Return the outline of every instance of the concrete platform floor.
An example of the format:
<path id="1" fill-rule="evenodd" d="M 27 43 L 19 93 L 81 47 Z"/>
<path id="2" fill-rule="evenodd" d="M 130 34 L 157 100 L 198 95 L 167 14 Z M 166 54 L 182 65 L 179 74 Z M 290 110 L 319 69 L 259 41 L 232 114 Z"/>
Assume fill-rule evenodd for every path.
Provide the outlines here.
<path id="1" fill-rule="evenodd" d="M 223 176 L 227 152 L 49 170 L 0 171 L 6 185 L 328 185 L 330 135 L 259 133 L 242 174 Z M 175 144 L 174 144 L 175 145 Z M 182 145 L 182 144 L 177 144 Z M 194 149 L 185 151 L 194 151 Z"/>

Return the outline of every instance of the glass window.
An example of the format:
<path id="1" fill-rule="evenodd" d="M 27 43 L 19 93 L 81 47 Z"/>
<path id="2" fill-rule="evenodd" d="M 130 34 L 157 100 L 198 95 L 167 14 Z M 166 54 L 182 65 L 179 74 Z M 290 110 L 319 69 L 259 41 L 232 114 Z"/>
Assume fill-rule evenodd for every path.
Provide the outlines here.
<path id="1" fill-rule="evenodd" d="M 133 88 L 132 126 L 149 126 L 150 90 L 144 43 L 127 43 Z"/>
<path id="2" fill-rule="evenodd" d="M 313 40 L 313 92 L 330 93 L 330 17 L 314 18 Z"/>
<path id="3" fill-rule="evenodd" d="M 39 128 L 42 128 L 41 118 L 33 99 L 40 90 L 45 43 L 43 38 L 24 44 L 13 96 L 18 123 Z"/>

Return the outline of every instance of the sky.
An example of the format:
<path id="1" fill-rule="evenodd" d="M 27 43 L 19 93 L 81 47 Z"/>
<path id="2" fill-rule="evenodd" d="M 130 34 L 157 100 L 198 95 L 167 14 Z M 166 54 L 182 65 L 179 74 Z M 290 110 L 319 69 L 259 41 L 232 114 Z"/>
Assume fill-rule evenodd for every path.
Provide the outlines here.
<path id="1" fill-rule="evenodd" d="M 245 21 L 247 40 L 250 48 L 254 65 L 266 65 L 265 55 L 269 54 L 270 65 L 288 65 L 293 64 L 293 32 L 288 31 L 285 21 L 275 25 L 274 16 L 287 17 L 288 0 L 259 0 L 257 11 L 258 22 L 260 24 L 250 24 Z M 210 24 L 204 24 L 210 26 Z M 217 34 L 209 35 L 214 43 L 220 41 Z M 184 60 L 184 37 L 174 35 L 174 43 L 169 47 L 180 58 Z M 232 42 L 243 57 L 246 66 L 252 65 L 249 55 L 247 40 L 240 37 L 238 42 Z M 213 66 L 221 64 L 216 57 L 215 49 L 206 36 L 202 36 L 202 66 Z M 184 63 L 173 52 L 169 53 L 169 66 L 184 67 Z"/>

-------------------------

Transcribe sin ningún cambio todas las líneas de las entradas anteriores, una por una y en el mismo orden.

Return the outline of every instance of the concrete platform floor.
An example of the format:
<path id="1" fill-rule="evenodd" d="M 27 43 L 19 93 L 81 47 Z"/>
<path id="2" fill-rule="evenodd" d="M 130 34 L 157 100 L 198 95 L 167 14 Z M 166 54 L 182 65 L 179 74 Z M 290 110 L 319 69 L 259 41 L 232 114 Z"/>
Assume fill-rule evenodd for every path.
Provide the outlines here.
<path id="1" fill-rule="evenodd" d="M 223 176 L 227 152 L 49 170 L 0 171 L 6 185 L 328 185 L 330 135 L 259 133 L 242 174 Z M 175 144 L 174 144 L 175 145 Z M 182 145 L 182 144 L 177 144 Z M 194 149 L 185 151 L 194 151 Z"/>

Return the outline of every instance of the glass window.
An example of the format:
<path id="1" fill-rule="evenodd" d="M 27 43 L 19 93 L 81 47 Z"/>
<path id="2" fill-rule="evenodd" d="M 130 34 L 157 100 L 198 95 L 167 14 Z M 166 54 L 182 65 L 179 74 Z M 290 110 L 319 69 L 259 41 L 232 114 Z"/>
Assume fill-rule evenodd for every path.
Provide the outlines here.
<path id="1" fill-rule="evenodd" d="M 133 88 L 132 126 L 149 126 L 150 90 L 144 43 L 127 43 Z"/>
<path id="2" fill-rule="evenodd" d="M 313 40 L 313 92 L 330 93 L 330 17 L 314 18 Z"/>
<path id="3" fill-rule="evenodd" d="M 39 128 L 42 128 L 41 118 L 33 99 L 40 90 L 45 43 L 43 38 L 24 44 L 13 96 L 18 123 Z"/>

Return the outline of every instance of the sky.
An example of the format:
<path id="1" fill-rule="evenodd" d="M 27 43 L 19 93 L 81 47 Z"/>
<path id="2" fill-rule="evenodd" d="M 130 34 L 157 100 L 198 95 L 167 14 Z M 166 54 L 182 65 L 179 74 Z M 290 110 L 319 69 L 259 41 L 232 114 Z"/>
Assume fill-rule evenodd for every path.
Provide the outlines here.
<path id="1" fill-rule="evenodd" d="M 245 21 L 247 40 L 250 48 L 254 65 L 266 65 L 265 55 L 269 54 L 270 65 L 288 65 L 293 64 L 293 32 L 288 31 L 285 21 L 275 25 L 274 16 L 287 17 L 288 0 L 259 0 L 257 11 L 258 22 L 260 24 L 250 24 Z M 210 24 L 204 24 L 210 26 Z M 217 34 L 209 35 L 214 43 L 220 41 Z M 184 60 L 184 37 L 174 35 L 174 43 L 169 47 L 180 58 Z M 232 42 L 243 57 L 246 66 L 252 65 L 249 55 L 247 40 L 240 37 L 238 42 Z M 213 66 L 221 64 L 216 57 L 215 49 L 206 36 L 202 36 L 202 66 Z M 184 63 L 173 52 L 169 53 L 169 66 L 184 67 Z"/>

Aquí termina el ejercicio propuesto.